ASSIGNED TASK
Of all the entries below, retype only the lines from the one with "200H95L97 207L102 204L103" through the one with "positive clicks: (96, 181)", exactly as they appear.

**** DATA PROVIDED

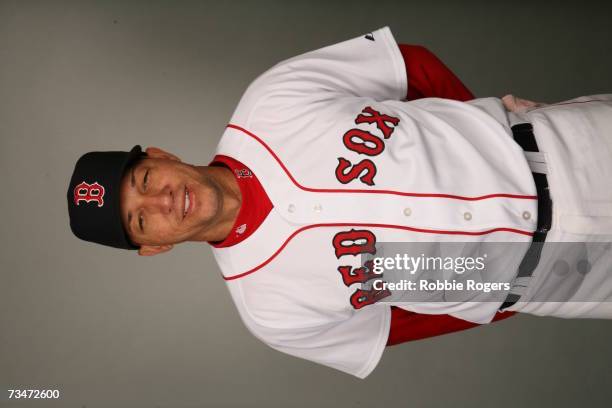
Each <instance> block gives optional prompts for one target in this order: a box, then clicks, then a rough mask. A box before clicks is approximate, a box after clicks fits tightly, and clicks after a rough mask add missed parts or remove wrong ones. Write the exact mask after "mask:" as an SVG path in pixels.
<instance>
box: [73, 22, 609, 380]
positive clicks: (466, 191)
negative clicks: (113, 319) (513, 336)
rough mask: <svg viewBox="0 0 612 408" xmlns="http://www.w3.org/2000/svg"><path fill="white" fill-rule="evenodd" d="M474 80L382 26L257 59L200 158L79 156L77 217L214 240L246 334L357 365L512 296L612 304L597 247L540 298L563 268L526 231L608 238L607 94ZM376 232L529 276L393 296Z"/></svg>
mask: <svg viewBox="0 0 612 408" xmlns="http://www.w3.org/2000/svg"><path fill="white" fill-rule="evenodd" d="M431 97H437V98H431ZM421 98H422V99H421ZM441 98H443V99H441ZM406 99H409V100H413V101H412V102H406V101H405V100H406ZM453 99H454V100H453ZM472 99H473V95H472V94H471V93H470V92H469V91H468V90H467V88H465V86H463V84H461V82H460V81H459V80H458V79H457V78H456V77H455V76H454V75H453V74H452V73H451V72H450V71H448V69H447V68H446V67H444V65H443V64H442V63H441V62H439V61H438V60H437V59H436V58H435V57H434V56H433V55H432V54H431V53H429V52H427V51H426V50H424V49H423V48H420V47H413V46H406V45H399V46H398V45H397V44H396V42H395V40H394V39H393V36H392V34H391V32H390V30H389V29H388V28H387V27H385V28H382V29H379V30H376V31H374V32H372V33H368V34H366V35H364V36H360V37H358V38H354V39H352V40H349V41H345V42H343V43H339V44H335V45H332V46H329V47H325V48H322V49H320V50H316V51H312V52H309V53H306V54H303V55H300V56H298V57H295V58H291V59H289V60H286V61H283V62H281V63H279V64H277V65H276V66H274V67H273V68H271V69H270V70H268V71H266V72H265V73H264V74H262V75H261V76H260V77H259V78H257V79H256V80H255V81H254V82H253V83H252V84H251V86H250V87H249V88H248V89H247V91H246V92H245V94H244V96H243V97H242V99H241V101H240V103H239V105H238V107H237V109H236V111H235V112H234V115H233V117H232V119H231V120H230V124H229V125H228V127H227V129H226V131H225V133H224V135H223V138H222V139H221V142H220V144H219V147H218V150H217V154H216V156H215V158H214V159H213V161H212V162H211V163H210V165H209V166H193V165H189V164H185V163H182V162H181V161H180V159H179V158H178V157H176V156H174V155H172V154H171V153H169V152H166V151H163V150H161V149H159V148H148V149H147V150H146V154H145V155H143V153H142V152H141V151H140V147H136V148H134V149H133V150H132V151H131V152H129V153H124V152H103V153H100V152H97V153H88V154H86V155H84V156H83V157H81V159H80V160H79V162H78V163H77V165H76V166H75V171H74V173H73V176H72V179H71V183H70V186H69V189H68V204H69V212H70V218H71V227H72V229H73V232H74V233H75V234H76V235H77V236H79V237H80V238H82V239H85V240H89V241H93V242H97V243H101V244H105V245H110V246H115V247H119V248H126V249H138V251H139V253H140V254H141V255H155V254H159V253H163V252H166V251H168V250H171V249H172V247H173V245H174V244H177V243H180V242H184V241H205V242H208V243H210V244H211V246H212V247H213V253H214V255H215V258H216V260H217V262H218V264H219V266H220V268H221V271H222V273H223V277H224V279H225V280H226V282H227V283H228V288H229V290H230V293H231V295H232V298H233V299H234V301H235V303H236V307H237V308H238V311H239V312H240V315H241V317H242V319H243V321H244V323H245V325H246V326H247V327H248V328H249V330H250V331H251V332H252V333H253V334H254V335H255V336H256V337H258V338H259V339H261V340H262V341H264V342H265V343H266V344H268V345H270V346H271V347H273V348H275V349H278V350H280V351H283V352H286V353H289V354H292V355H295V356H298V357H302V358H306V359H309V360H312V361H315V362H318V363H321V364H325V365H328V366H331V367H334V368H337V369H339V370H342V371H345V372H347V373H350V374H353V375H355V376H358V377H361V378H363V377H365V376H367V375H368V374H369V373H370V372H371V371H372V370H373V369H374V367H375V366H376V364H377V362H378V361H379V359H380V356H381V355H382V352H383V350H384V347H385V345H387V344H396V343H398V342H402V341H406V340H411V339H415V338H422V337H428V336H431V335H436V334H441V333H444V332H450V331H454V330H460V329H464V328H468V327H472V326H474V325H476V324H482V323H488V322H490V321H493V320H496V319H499V318H503V317H506V316H508V315H509V313H508V312H504V313H500V308H501V309H502V310H517V311H525V312H529V313H534V314H544V315H555V316H576V317H606V318H609V317H612V312H611V310H610V307H609V305H610V304H609V303H607V301H608V300H610V299H612V283H611V282H609V280H610V279H606V273H602V272H601V271H599V269H598V267H599V266H601V265H605V262H603V261H604V260H605V259H606V258H605V256H600V258H598V259H600V262H599V263H597V264H596V263H592V264H589V265H590V266H589V269H590V270H591V269H592V271H593V272H590V273H588V274H583V275H584V276H583V279H582V280H581V281H580V282H576V283H574V284H573V286H572V291H571V295H567V296H566V297H565V298H564V302H563V303H562V304H561V305H559V304H552V303H551V302H543V303H542V302H538V300H542V299H543V298H542V297H541V294H542V293H543V292H546V293H547V294H548V295H549V296H552V295H555V296H556V295H558V294H557V293H555V290H556V289H557V288H558V287H560V285H559V284H558V283H556V282H554V281H552V280H551V276H552V274H551V273H548V270H547V269H543V271H540V266H541V265H547V262H549V260H551V259H552V260H554V259H555V256H551V255H550V254H549V253H548V252H546V251H544V252H543V251H542V249H541V247H538V246H536V245H533V243H534V242H536V243H541V242H544V241H545V240H546V241H549V240H557V241H571V240H578V241H589V240H593V241H597V240H609V239H610V236H611V234H612V228H610V227H609V226H610V222H609V217H610V214H612V193H608V190H609V188H608V189H606V186H607V184H606V182H605V181H604V180H605V179H603V178H602V177H601V176H607V175H612V166H611V165H610V164H609V163H608V162H609V160H607V158H608V157H609V155H608V151H607V150H606V149H609V146H610V145H609V144H608V143H609V139H611V138H612V136H611V135H612V132H611V130H612V125H611V124H610V115H611V113H612V102H611V98H610V97H609V96H599V97H594V98H588V99H585V98H583V99H579V100H575V101H569V102H567V103H565V104H558V105H554V106H552V105H551V106H550V107H548V106H540V105H538V104H535V103H532V102H529V101H525V100H520V99H517V98H514V97H507V98H505V99H504V100H503V101H502V100H500V99H498V98H485V99H475V100H472ZM464 101H469V102H467V103H466V102H464ZM532 129H533V130H535V135H534V132H532ZM577 143H578V144H579V145H576V144H577ZM538 148H540V149H541V151H539V149H538ZM585 149H587V150H585ZM576 151H578V152H579V154H576ZM576 170H579V171H580V173H576ZM549 183H550V196H552V202H551V200H550V196H549V193H548V191H549V190H548V186H549ZM568 187H571V190H570V189H569V188H568ZM568 190H570V191H568ZM553 204H554V206H553ZM606 222H607V223H608V224H606ZM384 242H400V243H401V242H405V243H410V242H417V243H425V244H426V243H428V242H435V243H441V242H444V243H448V242H450V243H459V244H461V243H465V242H469V243H476V244H480V243H485V242H502V243H506V244H508V245H511V244H514V247H513V248H518V249H515V252H513V253H510V251H506V252H508V253H507V254H501V255H498V256H497V257H496V258H495V259H489V260H488V263H489V264H490V265H493V267H492V268H491V269H492V270H493V271H494V274H495V278H496V280H497V281H499V282H503V283H505V284H508V285H510V284H511V283H513V284H514V286H515V287H517V288H518V287H524V288H523V290H516V291H515V290H513V291H509V290H505V291H503V298H502V297H499V294H497V297H492V296H491V295H490V294H488V293H483V294H482V296H480V295H479V296H478V297H474V298H470V299H469V301H467V300H465V299H460V300H455V301H449V300H448V298H447V297H446V295H447V293H446V292H445V291H444V290H442V291H434V293H433V294H431V296H432V297H430V298H427V300H426V301H420V302H410V301H408V302H407V301H395V300H393V301H392V300H391V299H394V298H393V297H392V296H391V292H390V291H388V290H386V289H376V287H372V282H374V281H376V280H377V279H379V278H380V275H378V274H376V273H374V272H373V268H372V265H373V264H372V263H368V262H365V263H362V262H361V257H362V256H363V257H365V258H364V259H367V257H368V256H369V257H371V256H375V255H376V254H377V251H379V252H380V243H384ZM540 258H541V259H542V260H543V261H541V262H537V260H538V259H540ZM534 259H536V262H533V260H534ZM600 269H601V268H600ZM566 281H567V279H566ZM551 282H552V283H551ZM551 288H552V289H551ZM594 288H597V290H598V296H597V298H596V299H595V301H593V302H584V301H585V300H587V299H588V296H587V295H589V294H591V293H592V292H593V291H594ZM513 289H514V288H513ZM564 290H565V289H564ZM566 292H567V291H566ZM449 293H450V292H449ZM564 293H565V292H564ZM585 294H586V295H585ZM438 295H441V297H440V298H439V299H434V297H435V296H438ZM553 297H554V296H553ZM441 299H442V300H441ZM519 299H520V301H518V302H517V300H519ZM548 299H551V298H550V297H549V298H548ZM555 299H558V298H555ZM565 301H567V302H565ZM576 302H580V303H579V304H578V305H576Z"/></svg>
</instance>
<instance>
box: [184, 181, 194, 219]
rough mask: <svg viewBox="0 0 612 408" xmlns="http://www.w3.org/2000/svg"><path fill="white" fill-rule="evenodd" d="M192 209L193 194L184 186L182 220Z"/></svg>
mask: <svg viewBox="0 0 612 408" xmlns="http://www.w3.org/2000/svg"><path fill="white" fill-rule="evenodd" d="M192 208H193V193H192V192H191V191H189V189H188V188H187V186H185V201H184V202H183V219H185V217H187V215H188V214H189V213H190V212H191V209H192Z"/></svg>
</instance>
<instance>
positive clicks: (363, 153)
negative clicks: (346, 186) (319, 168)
mask: <svg viewBox="0 0 612 408" xmlns="http://www.w3.org/2000/svg"><path fill="white" fill-rule="evenodd" d="M360 123H367V124H376V127H377V128H378V130H380V131H381V132H382V134H383V138H384V139H388V138H389V137H391V134H393V131H394V130H395V128H396V127H397V125H398V124H399V119H398V118H396V117H393V116H389V115H386V114H383V113H380V112H379V111H377V110H375V109H373V108H372V107H370V106H366V107H365V108H364V109H363V110H362V111H361V113H360V114H359V115H358V116H357V117H356V118H355V124H357V125H358V124H360ZM391 125H393V126H391ZM342 142H343V143H344V146H346V148H347V149H349V150H352V151H354V152H356V153H359V154H365V155H367V156H372V157H373V156H378V155H379V154H380V153H382V152H383V150H384V149H385V142H384V140H383V139H381V138H380V137H378V136H376V135H374V134H372V133H370V132H368V131H366V130H362V129H358V128H353V129H350V130H348V131H347V132H346V133H345V134H344V135H343V136H342ZM376 172H377V169H376V164H375V163H374V162H373V161H372V160H369V159H363V160H361V161H360V162H359V163H357V164H353V163H351V162H350V161H349V160H347V159H345V158H344V157H338V166H337V167H336V179H337V180H338V181H339V182H340V183H342V184H348V183H350V182H351V181H353V180H355V179H356V178H359V181H361V182H362V183H364V184H366V185H368V186H373V185H374V176H376Z"/></svg>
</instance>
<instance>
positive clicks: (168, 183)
mask: <svg viewBox="0 0 612 408" xmlns="http://www.w3.org/2000/svg"><path fill="white" fill-rule="evenodd" d="M146 153H147V154H146V156H144V157H142V158H141V159H140V160H138V161H135V162H134V163H133V164H132V165H131V166H130V167H129V168H128V169H127V171H126V172H125V173H124V175H123V179H122V181H121V186H120V212H121V219H122V222H123V225H124V228H125V230H126V234H127V235H128V237H129V238H130V241H131V242H133V243H134V244H136V245H138V246H139V254H141V255H155V254H158V253H162V252H166V251H168V250H170V249H172V247H173V246H174V244H177V243H180V242H185V241H205V240H209V239H210V237H211V235H210V234H209V232H211V231H212V230H214V228H215V226H216V224H217V222H218V221H219V216H220V211H221V208H222V206H223V194H222V188H221V186H220V185H219V183H218V182H217V180H215V178H214V177H212V176H211V175H210V174H209V172H207V171H206V168H205V167H199V166H194V165H191V164H188V163H184V162H182V161H181V160H180V159H179V158H178V157H177V156H175V155H174V154H172V153H169V152H166V151H164V150H162V149H159V148H156V147H149V148H147V150H146Z"/></svg>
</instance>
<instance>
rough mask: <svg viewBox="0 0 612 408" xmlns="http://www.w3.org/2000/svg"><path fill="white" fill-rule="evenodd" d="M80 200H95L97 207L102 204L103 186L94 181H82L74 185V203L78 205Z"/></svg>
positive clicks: (96, 181)
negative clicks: (97, 205) (90, 182)
mask: <svg viewBox="0 0 612 408" xmlns="http://www.w3.org/2000/svg"><path fill="white" fill-rule="evenodd" d="M81 201H85V202H87V203H88V202H90V201H95V202H97V203H98V207H102V206H103V205H104V187H102V186H101V185H100V184H98V182H97V181H96V182H95V183H93V184H89V183H86V182H84V181H83V182H82V183H81V184H77V185H76V186H75V187H74V203H75V204H76V205H79V204H80V203H81Z"/></svg>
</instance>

********

SOLUTION TO THE PROBLEM
rough mask: <svg viewBox="0 0 612 408" xmlns="http://www.w3.org/2000/svg"><path fill="white" fill-rule="evenodd" d="M80 200H95L97 207L102 204L103 186L94 181H82L74 185V203L78 205Z"/></svg>
positive clicks: (96, 181)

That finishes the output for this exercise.